> PASSAGE TO READ:

--

Talking FTD with Geri: Caregiver Safety
Guest – Geri R. Hall, PhD
Podcast – August 25, 2016

On August 25, 2016, caregiving.com presented “Talking FTD with Geri: Caregiver Safety,” as part of their weekly “Your Caregiving Journey” podcast series.  Geri R. Hall, PhD, ARNP, GCNS-BC, FAAN, addressed the topic of anger, aggression and caregiver safety in a 30 minute Q&A format.  You can listen to the podcast here:

www.caregiving.com/2016/08/thursday-at-2-p-m-et-talking-ftd-with-geri/

Although the discussion is entirely in the context of caring for someone with frontotemporal dementia, some points are worth remembering for anyone potentially dealing with aggression as a symptom of cognitive impairment or dementia.

There are medications that can help control aggression, and should be sought from your neurologist at the first sign of regularly occurring verbal aggression (3 times weekly).  These medications should be adjusted or increased at the first sign of physical aggression.

--

> PROVIDED INFORMATION:
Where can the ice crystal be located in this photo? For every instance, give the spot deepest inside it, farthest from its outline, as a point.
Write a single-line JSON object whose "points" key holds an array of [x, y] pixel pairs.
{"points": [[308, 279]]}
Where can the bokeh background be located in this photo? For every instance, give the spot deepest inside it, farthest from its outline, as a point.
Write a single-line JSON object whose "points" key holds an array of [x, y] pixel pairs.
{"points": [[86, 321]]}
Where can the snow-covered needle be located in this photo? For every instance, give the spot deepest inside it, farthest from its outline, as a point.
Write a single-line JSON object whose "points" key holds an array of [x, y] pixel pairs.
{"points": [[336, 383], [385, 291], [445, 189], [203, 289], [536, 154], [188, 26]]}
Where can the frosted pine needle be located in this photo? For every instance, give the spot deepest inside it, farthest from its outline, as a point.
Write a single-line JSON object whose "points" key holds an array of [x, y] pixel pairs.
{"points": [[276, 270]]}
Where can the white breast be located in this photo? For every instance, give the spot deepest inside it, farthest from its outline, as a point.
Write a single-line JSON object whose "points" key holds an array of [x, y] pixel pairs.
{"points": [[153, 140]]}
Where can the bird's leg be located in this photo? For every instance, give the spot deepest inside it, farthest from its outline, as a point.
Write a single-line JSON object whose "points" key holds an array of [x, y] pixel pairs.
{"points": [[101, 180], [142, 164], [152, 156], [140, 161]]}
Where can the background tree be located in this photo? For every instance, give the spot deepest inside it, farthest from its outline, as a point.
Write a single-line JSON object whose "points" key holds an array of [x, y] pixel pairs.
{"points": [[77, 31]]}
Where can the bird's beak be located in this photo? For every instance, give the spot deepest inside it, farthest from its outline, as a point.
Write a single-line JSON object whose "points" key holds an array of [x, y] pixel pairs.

--

> WHAT YOU WILL DO:
Copy the caregiver safety podcast text word for word, between "Although the discussion" and "impairment or dementia.", inclusive.

> EXPECTED ANSWER:
Although the discussion is entirely in the context of caring for someone with frontotemporal dementia, some points are worth remembering for anyone potentially dealing with aggression as a symptom of cognitive impairment or dementia.